# Partes del ejercicio
1. Responda a estas preguntas sobre el texto acerca de vivir en el presente:
(a) ¿En qué fecha se tomó la foto de la mujer que sostiene el disco?
(b) ¿Qué materia impartía el profesor de secundaria mencionado?
(c) Según ese profesor, ¿qué es lo que no existe?
2. Reescriba únicamente el tramo de los registros que va desde la línea que contiene "Place a pin on every instance of the mask" hasta el final de los registros, ambos extremos incluidos. Cambie "Place a pin" por "Put a marker" y deje todo lo demás intacto.

# Fragmento del texto
※ ※ ※
La mujer que sostiene el disco: Foto tomada en Smithsonian
museum in African art collection, 28/12/2011
Uno de los problemas frecuentes –y graves-
que tenemos los seres humanos está representado por la mala costumbre de no vivir nuestra vida en presente. Cuando no
estamos tratando de liberarnos de nuestro pasado, estamos tratando de ocuparnos
del futuro: preparándolo, imaginándolo, planificándolo, visualizándolo. En fin,
los cargos de conciencia que nos han sido heredados por los gafes cometidos en el
pasado y la nostalgia por los buenos momentos que allí se han quedado, al igual
que las preocupaciones por asegurar el buen curso del futuro, son asuntos que
ocupan la mayor parte de nuestro tiempo y nos impiden de ocuparnos –a carta
cabal- de nuestro presente. A todas éstas, ¿qué es en realidad el presente? En
el fondo el presente es nada. Dura lo que dura un suspiro o el canto de un
gallo, el placer de un orgasmo o el instante del golpe sobre una letra del
teclado, la articulación de una palabra o el abrir y cerrar de los ojos.
Como lo sostenía mi profesor de
filosofía en mi último año de secundaria –de eso creo que ya les hablé en el
pasado-, el presente no existe. Según él, lo más importante de nuestra vida ya
pasó o está por pasar. Aferrado a esa tesis, se pasó todo el año tratando de
vendernos la idea de que teníamos que concentrarnos en preparar nuestro futuro
sin olvidar nuestro pasado, porque “los que no hacen la tarea ahora que están
plenos de energía y sin obligaciones –nos sermoneaba cuando no hacíamos
nuestros deberes escolares-, no la van a hacer nunca y por eso no tendrán
futuro, porque las obligaciones de hoy se les cruzaran con los deberes de
mañana y los de mañana con los de pasado mañana y los de esta semana con los de
la semana entrante y los de este mes con los del mes que viene y así podría alcanzarlos
el final de la vida sin haber cumplido las metas, que les encomendó el destino
cuando los mandó a este mundo. Bla, bla, bla….”
※ ※ ※
# Registros de una colección de datos
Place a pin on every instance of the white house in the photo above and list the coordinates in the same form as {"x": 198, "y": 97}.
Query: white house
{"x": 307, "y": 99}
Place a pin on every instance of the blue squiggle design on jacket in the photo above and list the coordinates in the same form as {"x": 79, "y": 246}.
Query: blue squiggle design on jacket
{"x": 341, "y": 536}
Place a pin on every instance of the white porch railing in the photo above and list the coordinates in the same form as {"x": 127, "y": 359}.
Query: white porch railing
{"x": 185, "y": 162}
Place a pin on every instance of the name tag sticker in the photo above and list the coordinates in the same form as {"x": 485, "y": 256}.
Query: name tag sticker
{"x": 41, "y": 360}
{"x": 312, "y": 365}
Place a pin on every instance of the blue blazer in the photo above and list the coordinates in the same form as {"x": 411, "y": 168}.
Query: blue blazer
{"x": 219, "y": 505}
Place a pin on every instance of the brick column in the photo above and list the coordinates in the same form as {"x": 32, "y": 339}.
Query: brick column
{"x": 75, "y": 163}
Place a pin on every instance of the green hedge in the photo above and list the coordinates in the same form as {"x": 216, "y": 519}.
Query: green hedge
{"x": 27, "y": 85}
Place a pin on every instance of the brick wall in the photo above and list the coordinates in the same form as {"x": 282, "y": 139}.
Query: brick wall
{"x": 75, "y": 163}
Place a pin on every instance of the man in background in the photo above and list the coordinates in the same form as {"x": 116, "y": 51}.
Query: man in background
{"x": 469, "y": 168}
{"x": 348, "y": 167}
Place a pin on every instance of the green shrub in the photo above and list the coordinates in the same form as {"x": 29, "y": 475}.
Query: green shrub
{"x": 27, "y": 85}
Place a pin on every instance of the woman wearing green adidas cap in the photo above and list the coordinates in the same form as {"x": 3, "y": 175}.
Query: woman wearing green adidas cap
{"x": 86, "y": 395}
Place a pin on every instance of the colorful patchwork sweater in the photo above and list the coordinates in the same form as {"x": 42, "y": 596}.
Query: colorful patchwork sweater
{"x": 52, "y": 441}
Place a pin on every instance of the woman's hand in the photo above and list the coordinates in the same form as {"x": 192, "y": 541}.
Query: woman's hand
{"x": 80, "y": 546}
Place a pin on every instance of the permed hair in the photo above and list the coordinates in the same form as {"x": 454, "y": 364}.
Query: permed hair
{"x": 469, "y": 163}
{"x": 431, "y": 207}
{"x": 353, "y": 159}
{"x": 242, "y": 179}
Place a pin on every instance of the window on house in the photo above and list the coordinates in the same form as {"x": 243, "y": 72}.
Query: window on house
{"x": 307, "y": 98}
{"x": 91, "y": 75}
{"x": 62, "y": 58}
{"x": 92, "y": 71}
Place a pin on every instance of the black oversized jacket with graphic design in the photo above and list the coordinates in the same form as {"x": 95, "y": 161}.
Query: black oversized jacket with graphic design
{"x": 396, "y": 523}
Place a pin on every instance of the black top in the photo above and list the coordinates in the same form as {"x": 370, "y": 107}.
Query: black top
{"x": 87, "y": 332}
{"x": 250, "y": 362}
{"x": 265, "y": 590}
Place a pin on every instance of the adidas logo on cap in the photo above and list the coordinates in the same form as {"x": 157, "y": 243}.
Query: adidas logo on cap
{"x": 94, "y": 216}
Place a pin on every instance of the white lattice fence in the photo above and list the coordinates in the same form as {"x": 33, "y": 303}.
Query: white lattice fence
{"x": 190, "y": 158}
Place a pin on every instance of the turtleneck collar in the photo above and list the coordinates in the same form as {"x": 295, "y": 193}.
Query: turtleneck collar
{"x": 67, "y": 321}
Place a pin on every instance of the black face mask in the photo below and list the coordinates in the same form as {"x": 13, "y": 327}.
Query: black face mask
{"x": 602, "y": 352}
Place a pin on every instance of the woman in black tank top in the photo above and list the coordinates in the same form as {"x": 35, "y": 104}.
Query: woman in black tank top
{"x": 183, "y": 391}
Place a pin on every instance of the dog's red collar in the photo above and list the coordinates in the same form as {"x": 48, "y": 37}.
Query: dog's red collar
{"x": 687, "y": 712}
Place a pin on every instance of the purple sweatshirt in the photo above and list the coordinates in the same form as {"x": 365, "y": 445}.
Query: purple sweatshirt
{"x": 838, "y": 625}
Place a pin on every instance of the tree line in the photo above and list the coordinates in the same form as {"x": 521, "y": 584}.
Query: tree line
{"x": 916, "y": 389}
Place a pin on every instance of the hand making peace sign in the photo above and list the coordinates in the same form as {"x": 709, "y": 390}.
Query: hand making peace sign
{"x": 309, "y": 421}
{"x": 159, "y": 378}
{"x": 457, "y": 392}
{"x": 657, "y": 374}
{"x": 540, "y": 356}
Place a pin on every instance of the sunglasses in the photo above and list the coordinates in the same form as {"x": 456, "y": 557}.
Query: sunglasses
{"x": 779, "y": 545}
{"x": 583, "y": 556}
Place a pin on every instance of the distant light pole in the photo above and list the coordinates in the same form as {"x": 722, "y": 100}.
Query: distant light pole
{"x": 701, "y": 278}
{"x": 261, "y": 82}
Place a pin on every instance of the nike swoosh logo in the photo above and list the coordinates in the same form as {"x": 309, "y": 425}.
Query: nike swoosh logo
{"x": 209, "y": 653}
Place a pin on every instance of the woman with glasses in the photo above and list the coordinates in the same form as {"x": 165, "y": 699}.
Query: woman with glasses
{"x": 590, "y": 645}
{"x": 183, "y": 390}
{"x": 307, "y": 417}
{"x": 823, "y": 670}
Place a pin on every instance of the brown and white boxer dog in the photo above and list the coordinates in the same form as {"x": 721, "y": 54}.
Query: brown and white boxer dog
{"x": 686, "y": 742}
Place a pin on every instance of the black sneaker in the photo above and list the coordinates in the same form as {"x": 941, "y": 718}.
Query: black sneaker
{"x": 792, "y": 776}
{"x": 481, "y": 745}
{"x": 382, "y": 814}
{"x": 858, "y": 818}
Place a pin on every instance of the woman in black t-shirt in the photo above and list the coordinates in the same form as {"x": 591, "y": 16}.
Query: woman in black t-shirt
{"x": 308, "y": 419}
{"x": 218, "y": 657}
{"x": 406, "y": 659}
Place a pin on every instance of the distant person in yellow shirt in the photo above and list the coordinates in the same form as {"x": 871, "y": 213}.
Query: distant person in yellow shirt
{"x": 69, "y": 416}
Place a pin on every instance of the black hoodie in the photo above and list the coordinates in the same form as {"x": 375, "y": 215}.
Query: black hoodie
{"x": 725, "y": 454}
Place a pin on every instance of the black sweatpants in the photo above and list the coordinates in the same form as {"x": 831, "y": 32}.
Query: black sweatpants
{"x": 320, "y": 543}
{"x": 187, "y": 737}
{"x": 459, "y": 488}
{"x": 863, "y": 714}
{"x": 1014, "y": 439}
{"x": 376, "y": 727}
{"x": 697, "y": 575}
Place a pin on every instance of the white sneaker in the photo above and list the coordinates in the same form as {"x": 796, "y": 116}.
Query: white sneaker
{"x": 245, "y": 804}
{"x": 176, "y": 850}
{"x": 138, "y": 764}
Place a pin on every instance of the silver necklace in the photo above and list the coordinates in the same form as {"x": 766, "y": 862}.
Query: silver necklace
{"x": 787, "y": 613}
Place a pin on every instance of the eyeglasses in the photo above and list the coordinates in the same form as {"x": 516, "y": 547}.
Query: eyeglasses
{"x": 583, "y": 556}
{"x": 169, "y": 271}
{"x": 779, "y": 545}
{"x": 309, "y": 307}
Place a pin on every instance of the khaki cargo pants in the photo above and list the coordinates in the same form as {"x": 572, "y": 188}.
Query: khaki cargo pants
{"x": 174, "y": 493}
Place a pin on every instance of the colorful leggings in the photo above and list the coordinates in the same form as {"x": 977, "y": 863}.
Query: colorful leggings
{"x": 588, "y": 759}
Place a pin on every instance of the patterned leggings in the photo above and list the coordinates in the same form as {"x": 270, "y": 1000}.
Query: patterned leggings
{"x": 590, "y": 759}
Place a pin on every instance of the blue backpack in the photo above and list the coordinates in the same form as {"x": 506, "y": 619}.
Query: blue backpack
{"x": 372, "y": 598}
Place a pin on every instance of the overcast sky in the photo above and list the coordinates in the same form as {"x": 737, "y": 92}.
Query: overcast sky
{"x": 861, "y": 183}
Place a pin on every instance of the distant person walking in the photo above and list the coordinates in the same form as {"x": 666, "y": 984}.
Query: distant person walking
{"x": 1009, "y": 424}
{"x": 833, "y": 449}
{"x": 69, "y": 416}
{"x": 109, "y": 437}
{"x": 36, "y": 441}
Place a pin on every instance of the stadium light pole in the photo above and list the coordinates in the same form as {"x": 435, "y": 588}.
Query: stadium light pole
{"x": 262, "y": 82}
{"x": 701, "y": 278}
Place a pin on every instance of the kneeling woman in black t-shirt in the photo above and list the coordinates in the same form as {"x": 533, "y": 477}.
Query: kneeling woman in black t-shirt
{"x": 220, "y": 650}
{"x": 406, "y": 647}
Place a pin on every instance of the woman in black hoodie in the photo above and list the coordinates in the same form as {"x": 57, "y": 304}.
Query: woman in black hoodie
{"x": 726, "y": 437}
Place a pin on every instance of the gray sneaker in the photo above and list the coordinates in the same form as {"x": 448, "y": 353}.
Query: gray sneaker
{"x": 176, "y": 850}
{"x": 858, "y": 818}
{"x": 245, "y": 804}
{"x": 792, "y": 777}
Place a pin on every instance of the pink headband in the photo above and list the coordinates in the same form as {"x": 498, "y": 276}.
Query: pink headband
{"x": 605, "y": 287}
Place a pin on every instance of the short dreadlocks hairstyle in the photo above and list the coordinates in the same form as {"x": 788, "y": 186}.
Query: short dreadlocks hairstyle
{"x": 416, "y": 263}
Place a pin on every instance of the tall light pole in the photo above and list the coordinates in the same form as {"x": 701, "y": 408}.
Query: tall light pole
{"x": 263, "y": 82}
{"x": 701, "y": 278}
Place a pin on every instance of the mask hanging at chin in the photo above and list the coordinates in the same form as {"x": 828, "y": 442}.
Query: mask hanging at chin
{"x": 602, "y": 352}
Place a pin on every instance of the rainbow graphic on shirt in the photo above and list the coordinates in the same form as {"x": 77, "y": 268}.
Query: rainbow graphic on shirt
※ ※ ※
# Respuestas por tarea
1.
(a) El 28/12/2011.
(b) Filosofía.
(c) El presente.

2.
Put a marker on every instance of the mask hanging at chin in the photo above and list the coordinates in the same form as {"x": 828, "y": 442}.
Query: mask hanging at chin
{"x": 602, "y": 352}
Put a marker on every instance of the rainbow graphic on shirt in the photo above and list the coordinates in the same form as {"x": 77, "y": 268}.
Query: rainbow graphic on shirt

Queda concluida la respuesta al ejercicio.